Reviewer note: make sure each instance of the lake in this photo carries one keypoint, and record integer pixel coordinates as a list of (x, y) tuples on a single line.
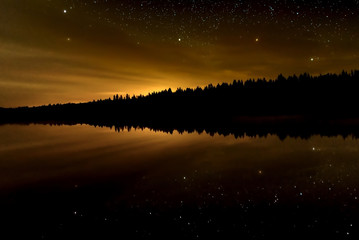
[(80, 181)]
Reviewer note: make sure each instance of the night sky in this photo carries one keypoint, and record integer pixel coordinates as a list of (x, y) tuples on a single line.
[(54, 51)]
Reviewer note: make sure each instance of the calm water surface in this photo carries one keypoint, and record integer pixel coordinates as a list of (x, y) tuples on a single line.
[(70, 182)]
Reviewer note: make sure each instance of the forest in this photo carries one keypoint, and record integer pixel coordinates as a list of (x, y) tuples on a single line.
[(323, 97)]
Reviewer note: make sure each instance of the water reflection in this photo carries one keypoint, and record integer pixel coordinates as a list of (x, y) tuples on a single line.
[(72, 181)]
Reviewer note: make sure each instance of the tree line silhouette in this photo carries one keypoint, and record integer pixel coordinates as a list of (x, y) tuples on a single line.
[(330, 96)]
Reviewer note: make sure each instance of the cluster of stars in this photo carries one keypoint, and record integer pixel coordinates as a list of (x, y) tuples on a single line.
[(204, 20)]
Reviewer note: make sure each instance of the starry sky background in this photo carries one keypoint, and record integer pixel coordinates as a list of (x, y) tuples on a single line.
[(54, 51)]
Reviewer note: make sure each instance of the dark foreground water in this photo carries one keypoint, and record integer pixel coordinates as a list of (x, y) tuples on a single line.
[(78, 182)]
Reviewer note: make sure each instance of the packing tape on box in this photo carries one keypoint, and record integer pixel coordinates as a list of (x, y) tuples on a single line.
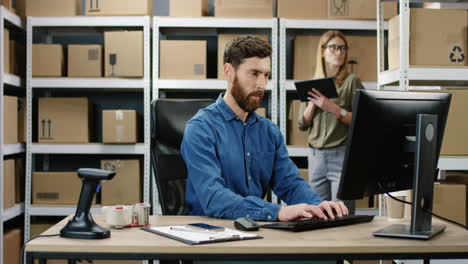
[(119, 132)]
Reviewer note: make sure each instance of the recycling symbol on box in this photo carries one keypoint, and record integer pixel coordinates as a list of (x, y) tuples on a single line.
[(457, 55)]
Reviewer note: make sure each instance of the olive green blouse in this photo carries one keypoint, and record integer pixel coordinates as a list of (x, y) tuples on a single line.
[(325, 130)]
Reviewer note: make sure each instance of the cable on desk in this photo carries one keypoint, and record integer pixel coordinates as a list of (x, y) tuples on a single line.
[(427, 211), (24, 245)]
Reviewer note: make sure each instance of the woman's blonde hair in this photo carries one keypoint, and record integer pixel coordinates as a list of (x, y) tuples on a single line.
[(320, 62)]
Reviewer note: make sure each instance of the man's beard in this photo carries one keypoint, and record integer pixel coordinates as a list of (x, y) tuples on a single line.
[(244, 101)]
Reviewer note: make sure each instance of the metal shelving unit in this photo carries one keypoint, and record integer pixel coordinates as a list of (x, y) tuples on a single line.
[(209, 26), (106, 84), (50, 210), (288, 85), (408, 77), (92, 148), (12, 21)]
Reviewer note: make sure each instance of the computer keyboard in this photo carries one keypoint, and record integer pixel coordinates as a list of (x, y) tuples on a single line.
[(310, 224)]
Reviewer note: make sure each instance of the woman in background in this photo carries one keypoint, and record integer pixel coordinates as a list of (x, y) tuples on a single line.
[(327, 120)]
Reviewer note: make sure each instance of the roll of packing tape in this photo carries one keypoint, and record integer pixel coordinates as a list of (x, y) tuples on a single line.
[(118, 216)]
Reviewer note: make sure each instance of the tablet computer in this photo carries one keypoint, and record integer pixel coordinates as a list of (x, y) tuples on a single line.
[(326, 86)]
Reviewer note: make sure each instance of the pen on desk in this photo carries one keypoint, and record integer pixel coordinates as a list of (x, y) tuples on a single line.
[(184, 229)]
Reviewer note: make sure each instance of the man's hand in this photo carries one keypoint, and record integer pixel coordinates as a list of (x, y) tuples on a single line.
[(298, 211), (334, 208)]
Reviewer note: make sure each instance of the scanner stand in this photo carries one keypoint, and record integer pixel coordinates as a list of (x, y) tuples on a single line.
[(82, 225)]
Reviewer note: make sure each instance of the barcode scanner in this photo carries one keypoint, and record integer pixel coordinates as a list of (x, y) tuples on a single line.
[(82, 225)]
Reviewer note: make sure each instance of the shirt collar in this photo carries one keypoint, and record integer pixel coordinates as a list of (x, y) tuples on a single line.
[(229, 114)]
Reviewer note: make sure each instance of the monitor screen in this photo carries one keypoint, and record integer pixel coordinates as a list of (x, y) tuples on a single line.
[(380, 146)]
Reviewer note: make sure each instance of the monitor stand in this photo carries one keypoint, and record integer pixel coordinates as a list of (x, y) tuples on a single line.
[(425, 173)]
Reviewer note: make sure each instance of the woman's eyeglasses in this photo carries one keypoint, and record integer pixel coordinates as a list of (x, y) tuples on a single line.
[(335, 48)]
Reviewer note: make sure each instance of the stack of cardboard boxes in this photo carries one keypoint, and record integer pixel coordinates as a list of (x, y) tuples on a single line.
[(431, 43), (69, 119), (333, 9), (123, 57), (63, 188), (74, 7)]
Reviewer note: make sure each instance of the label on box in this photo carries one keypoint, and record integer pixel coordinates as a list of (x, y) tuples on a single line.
[(339, 7), (199, 69), (46, 125), (456, 54), (51, 196), (93, 54)]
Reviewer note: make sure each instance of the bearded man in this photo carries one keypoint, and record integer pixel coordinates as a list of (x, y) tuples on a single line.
[(234, 156)]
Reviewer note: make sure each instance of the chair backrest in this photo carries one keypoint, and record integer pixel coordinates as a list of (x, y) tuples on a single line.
[(168, 120)]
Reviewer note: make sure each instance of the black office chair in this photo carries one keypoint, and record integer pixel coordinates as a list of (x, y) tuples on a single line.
[(168, 119)]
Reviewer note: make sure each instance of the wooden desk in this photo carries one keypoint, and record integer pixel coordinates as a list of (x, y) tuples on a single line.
[(348, 242)]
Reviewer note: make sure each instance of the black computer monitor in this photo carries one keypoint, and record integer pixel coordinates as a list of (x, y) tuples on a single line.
[(394, 143)]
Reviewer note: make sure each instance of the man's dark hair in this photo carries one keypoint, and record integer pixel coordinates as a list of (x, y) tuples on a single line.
[(245, 47)]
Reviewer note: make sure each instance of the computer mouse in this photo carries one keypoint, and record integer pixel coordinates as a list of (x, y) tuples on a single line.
[(246, 224)]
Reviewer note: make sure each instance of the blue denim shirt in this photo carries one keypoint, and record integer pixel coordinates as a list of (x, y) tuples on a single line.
[(232, 165)]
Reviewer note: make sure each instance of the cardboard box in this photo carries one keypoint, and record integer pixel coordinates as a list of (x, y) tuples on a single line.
[(47, 60), (119, 126), (8, 4), (10, 119), (9, 193), (17, 58), (456, 125), (445, 42), (305, 53), (123, 53), (358, 9), (55, 188), (85, 61), (22, 119), (52, 7), (458, 178), (295, 137), (12, 243), (362, 56), (6, 50), (243, 8), (302, 9), (19, 180), (64, 120), (184, 8), (119, 7), (182, 59), (450, 201), (223, 40), (125, 187), (340, 9), (304, 173)]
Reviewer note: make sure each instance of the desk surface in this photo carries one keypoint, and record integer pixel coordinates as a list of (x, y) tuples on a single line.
[(352, 239)]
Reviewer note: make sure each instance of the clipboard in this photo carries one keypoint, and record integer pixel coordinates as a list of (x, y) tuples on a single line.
[(325, 85), (197, 238)]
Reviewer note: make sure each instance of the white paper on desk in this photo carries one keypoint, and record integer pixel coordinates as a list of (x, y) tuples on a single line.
[(201, 237)]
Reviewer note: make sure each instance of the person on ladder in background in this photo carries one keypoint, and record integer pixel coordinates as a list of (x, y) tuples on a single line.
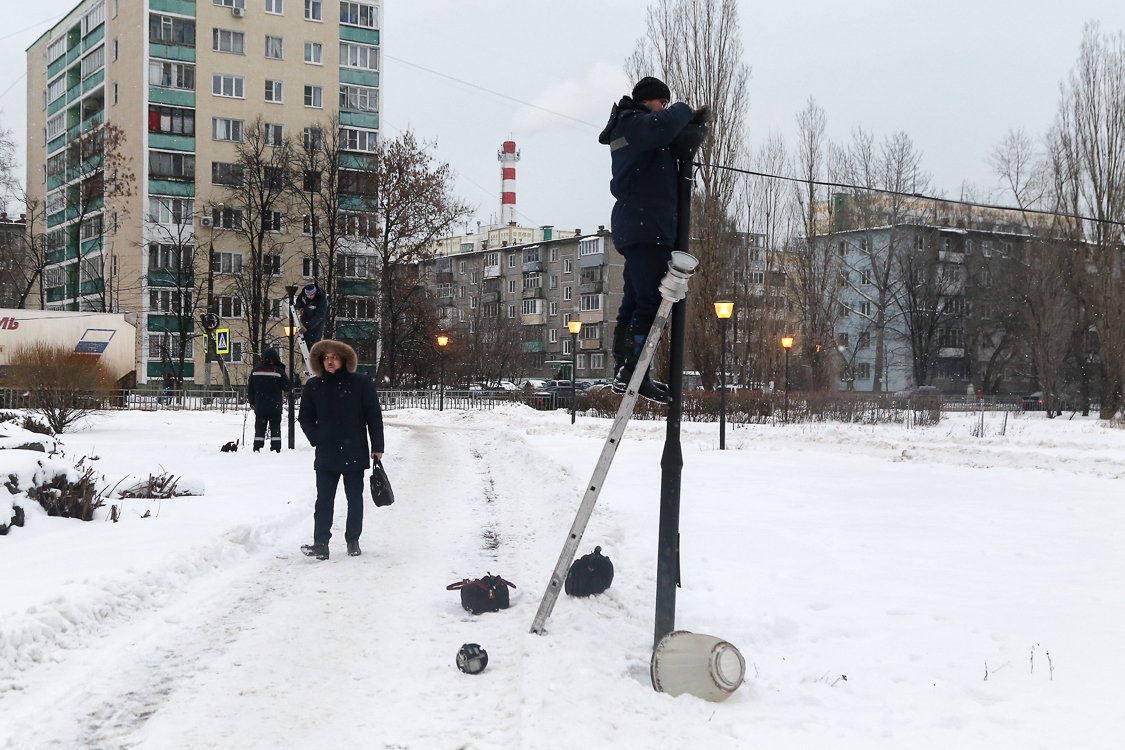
[(266, 390), (639, 134), (313, 308)]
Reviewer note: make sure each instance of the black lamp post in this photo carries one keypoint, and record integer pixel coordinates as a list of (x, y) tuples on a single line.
[(575, 328), (722, 310), (290, 332), (442, 343), (786, 343)]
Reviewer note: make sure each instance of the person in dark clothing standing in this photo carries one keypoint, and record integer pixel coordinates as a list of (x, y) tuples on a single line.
[(339, 413), (266, 390), (640, 133), (313, 308)]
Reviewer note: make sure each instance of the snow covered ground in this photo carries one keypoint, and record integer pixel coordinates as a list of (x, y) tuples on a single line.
[(888, 587)]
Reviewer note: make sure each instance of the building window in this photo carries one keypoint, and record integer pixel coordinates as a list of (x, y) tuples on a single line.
[(358, 14), (227, 41), (167, 209), (172, 75), (226, 173), (359, 55), (226, 262), (359, 98), (173, 165), (228, 86), (226, 129), (167, 29), (357, 139)]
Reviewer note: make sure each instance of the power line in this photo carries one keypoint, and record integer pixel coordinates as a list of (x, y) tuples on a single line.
[(919, 196)]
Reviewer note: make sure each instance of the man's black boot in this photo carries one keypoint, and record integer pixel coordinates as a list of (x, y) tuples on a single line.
[(318, 551)]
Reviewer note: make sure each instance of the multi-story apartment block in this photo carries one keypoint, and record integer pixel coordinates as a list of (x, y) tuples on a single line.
[(136, 109), (506, 305)]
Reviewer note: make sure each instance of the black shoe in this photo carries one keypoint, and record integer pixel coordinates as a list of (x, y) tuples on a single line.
[(654, 390), (318, 551)]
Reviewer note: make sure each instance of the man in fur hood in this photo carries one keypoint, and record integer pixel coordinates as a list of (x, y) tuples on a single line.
[(640, 134), (339, 414)]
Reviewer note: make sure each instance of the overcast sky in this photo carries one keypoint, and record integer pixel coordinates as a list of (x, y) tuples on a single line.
[(955, 75)]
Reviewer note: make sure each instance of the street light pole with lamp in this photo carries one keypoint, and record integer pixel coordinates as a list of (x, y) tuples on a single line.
[(575, 328), (786, 343), (722, 310), (290, 331), (442, 343)]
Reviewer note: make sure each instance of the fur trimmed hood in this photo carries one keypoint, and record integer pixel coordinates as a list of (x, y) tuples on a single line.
[(345, 352)]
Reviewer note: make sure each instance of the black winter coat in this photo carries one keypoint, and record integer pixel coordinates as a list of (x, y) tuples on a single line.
[(339, 413), (267, 387), (644, 171)]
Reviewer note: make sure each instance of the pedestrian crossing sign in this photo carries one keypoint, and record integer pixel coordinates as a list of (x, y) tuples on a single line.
[(222, 341)]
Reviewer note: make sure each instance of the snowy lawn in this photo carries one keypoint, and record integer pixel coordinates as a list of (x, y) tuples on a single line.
[(888, 587)]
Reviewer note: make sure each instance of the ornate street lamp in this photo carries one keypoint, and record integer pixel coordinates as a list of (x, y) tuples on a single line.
[(722, 310), (575, 328), (786, 343), (442, 343)]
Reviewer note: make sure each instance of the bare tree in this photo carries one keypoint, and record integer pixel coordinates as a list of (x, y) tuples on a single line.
[(695, 46), (415, 208)]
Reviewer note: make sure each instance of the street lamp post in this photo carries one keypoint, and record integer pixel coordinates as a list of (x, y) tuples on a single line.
[(786, 343), (442, 342), (722, 310), (575, 328), (290, 331)]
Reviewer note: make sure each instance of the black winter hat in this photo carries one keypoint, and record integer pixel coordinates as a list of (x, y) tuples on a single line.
[(650, 88)]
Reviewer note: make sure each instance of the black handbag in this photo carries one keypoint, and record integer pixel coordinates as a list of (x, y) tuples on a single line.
[(380, 486)]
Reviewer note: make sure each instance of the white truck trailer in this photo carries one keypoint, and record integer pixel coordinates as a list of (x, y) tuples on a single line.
[(106, 335)]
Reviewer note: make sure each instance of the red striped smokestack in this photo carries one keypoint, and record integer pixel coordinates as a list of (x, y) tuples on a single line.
[(507, 156)]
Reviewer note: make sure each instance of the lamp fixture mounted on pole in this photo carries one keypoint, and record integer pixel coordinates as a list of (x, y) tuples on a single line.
[(575, 328), (442, 343), (722, 310), (786, 343)]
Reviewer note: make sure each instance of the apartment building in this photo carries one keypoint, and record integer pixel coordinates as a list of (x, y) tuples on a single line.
[(506, 305), (136, 109)]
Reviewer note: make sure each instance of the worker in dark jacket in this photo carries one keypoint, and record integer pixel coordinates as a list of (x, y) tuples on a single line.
[(313, 308), (339, 414), (639, 134), (266, 390)]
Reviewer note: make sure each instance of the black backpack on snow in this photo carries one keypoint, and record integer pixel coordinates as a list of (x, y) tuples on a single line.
[(591, 574), (486, 594)]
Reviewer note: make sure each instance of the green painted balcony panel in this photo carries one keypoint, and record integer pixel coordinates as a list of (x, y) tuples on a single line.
[(165, 278), (356, 330), (171, 142), (181, 7), (171, 188), (93, 81), (93, 37), (174, 97), (359, 78), (179, 52), (160, 323), (360, 119), (361, 35)]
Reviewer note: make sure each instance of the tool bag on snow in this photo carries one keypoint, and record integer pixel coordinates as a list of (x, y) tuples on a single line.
[(485, 594), (591, 574)]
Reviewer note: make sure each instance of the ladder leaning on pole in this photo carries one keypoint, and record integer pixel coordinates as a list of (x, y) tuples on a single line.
[(673, 289), (295, 321)]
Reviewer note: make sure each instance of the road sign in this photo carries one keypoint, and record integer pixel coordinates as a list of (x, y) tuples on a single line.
[(222, 341)]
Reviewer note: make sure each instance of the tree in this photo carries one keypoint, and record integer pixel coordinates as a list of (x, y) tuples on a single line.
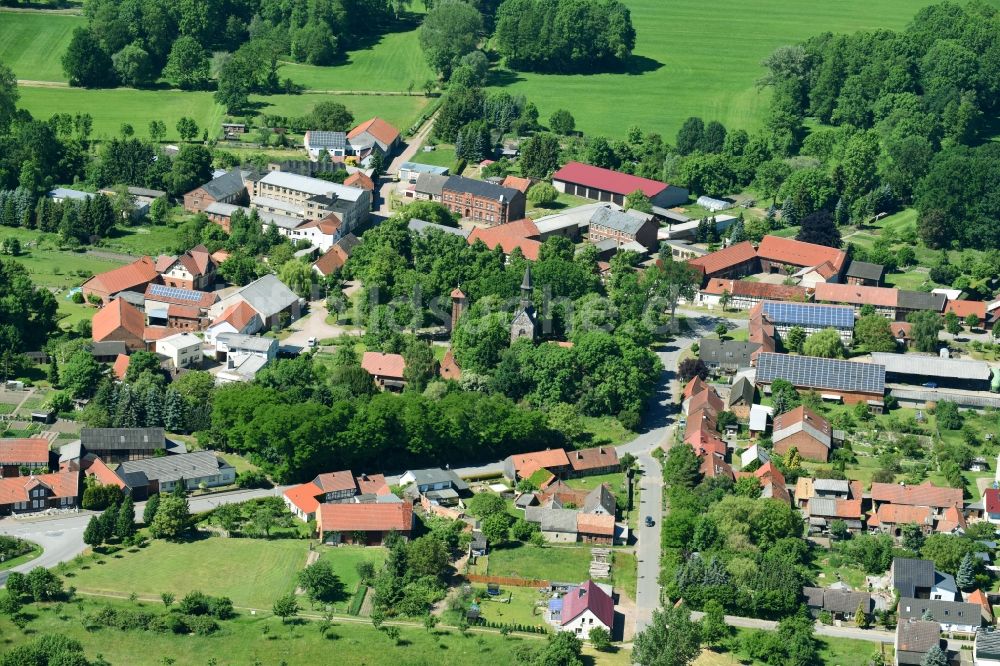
[(149, 511), (935, 657), (171, 519), (286, 607), (188, 64), (819, 228), (562, 122), (713, 627), (966, 577), (795, 339), (600, 638), (672, 639), (825, 344), (873, 332), (682, 466), (924, 329), (450, 30), (85, 61), (320, 582)]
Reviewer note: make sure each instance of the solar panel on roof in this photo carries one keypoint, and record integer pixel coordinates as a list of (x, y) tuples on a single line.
[(803, 314), (174, 292), (827, 373)]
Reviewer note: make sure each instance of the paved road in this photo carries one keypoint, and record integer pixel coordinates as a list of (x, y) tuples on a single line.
[(61, 537)]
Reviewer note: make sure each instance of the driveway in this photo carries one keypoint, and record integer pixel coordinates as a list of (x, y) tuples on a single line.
[(314, 325)]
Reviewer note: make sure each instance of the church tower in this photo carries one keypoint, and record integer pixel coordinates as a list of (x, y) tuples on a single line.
[(525, 323)]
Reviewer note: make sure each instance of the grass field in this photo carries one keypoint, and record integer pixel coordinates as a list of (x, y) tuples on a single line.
[(252, 572), (32, 43), (566, 564), (689, 61)]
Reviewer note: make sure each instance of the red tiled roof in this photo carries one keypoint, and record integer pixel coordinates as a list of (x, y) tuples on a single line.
[(520, 233), (799, 253), (925, 494), (304, 496), (598, 457), (359, 179), (607, 180), (518, 183), (15, 488), (378, 128), (238, 315), (26, 450), (526, 464), (95, 467), (856, 294), (121, 366), (118, 314), (137, 274), (332, 482), (384, 365), (965, 308), (365, 517), (588, 597), (724, 259)]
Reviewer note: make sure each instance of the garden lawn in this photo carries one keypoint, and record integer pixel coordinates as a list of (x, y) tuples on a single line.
[(110, 108), (705, 65), (399, 110), (569, 564), (264, 639), (32, 43), (252, 572)]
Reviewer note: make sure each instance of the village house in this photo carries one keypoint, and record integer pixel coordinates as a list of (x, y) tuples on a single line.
[(228, 188), (590, 182), (804, 430), (199, 469), (387, 370), (30, 454), (482, 201), (130, 277), (363, 524), (115, 445), (304, 499), (28, 494), (582, 609), (623, 228)]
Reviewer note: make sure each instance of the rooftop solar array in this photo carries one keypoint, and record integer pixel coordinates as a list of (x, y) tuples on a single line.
[(821, 373), (174, 292), (814, 316)]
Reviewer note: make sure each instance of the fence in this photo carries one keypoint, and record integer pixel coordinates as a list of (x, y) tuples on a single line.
[(507, 580)]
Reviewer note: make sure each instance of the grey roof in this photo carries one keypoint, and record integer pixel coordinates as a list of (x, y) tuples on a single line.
[(987, 644), (917, 636), (618, 220), (823, 373), (122, 439), (944, 612), (227, 185), (480, 188), (421, 226), (865, 271), (432, 475), (741, 392), (601, 496), (110, 348), (921, 300), (728, 352), (325, 139), (430, 183), (931, 365), (172, 468), (268, 295), (909, 573)]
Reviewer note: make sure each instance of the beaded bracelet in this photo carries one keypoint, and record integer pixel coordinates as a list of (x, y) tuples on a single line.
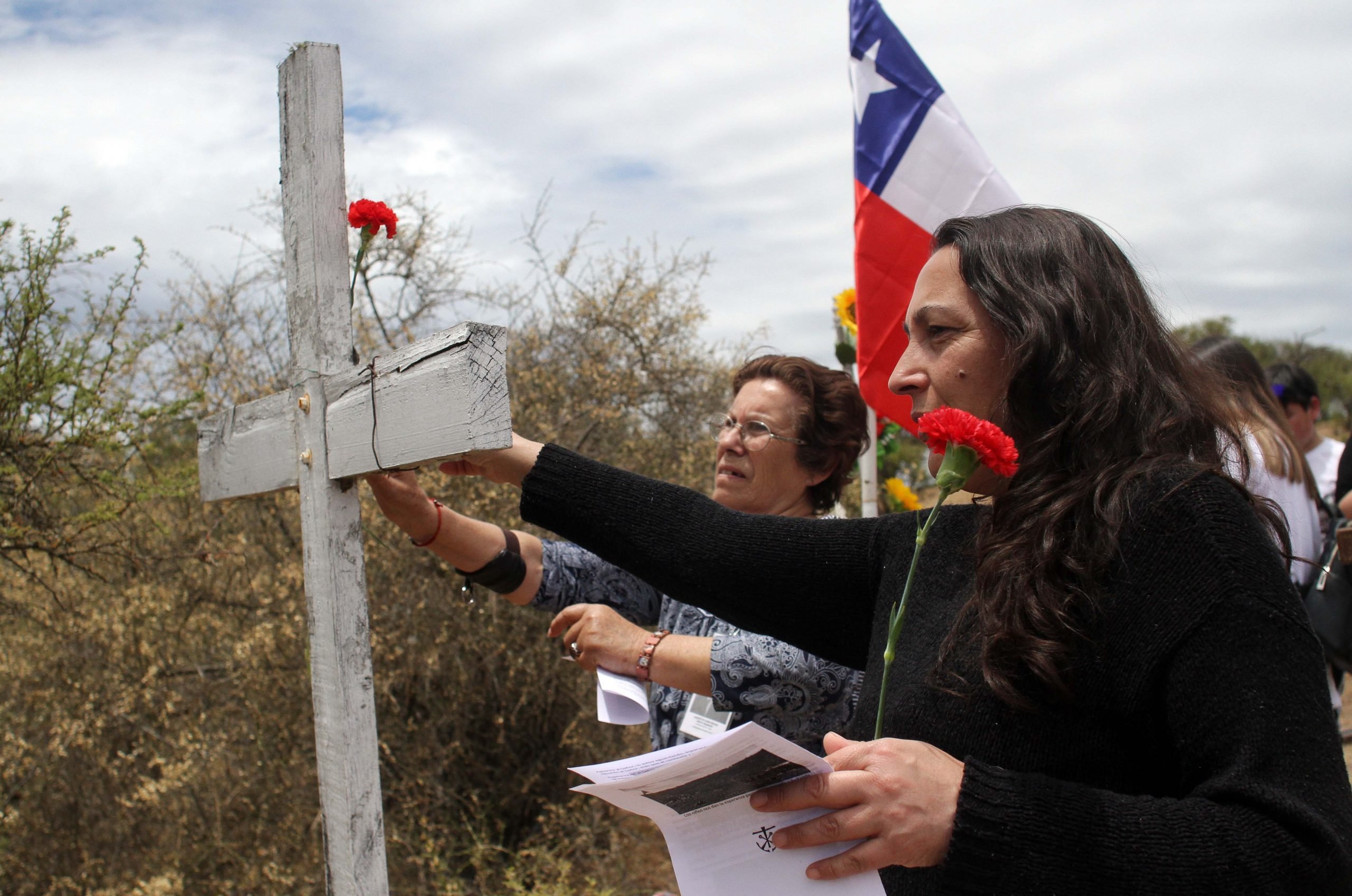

○ ○ ○

Görevin amacı
"Reviewer note: make sure each instance of the barcode" geçen satırdan "[(425, 173)]" geçen satıra kadar, o satır da dahil, verilerdeki satırları yeniden yaz; "monitor" yerine "display" koy, gerisini hiç değiştirme.

Tam cevap
Reviewer note: make sure each instance of the barcode scanner in this photo carries one keypoint, and record integer pixel coordinates as a list of (x, y) tuples on a single line.
[(82, 225)]
Reviewer note: make sure each instance of the shirt collar in this photo carries one keypoint, and record integer pixel coordinates as a list of (x, y) tuples on a single line.
[(229, 114)]
Reviewer note: make sure each instance of the display screen in this photo carries one keypoint, and record integer pixel coordinates as a list of (x, y) tuples on a single line.
[(380, 146)]
Reviewer note: make sure each instance of the display stand in this photo carries one keypoint, and record integer pixel coordinates as a list of (x, y) tuples on a single line.
[(425, 173)]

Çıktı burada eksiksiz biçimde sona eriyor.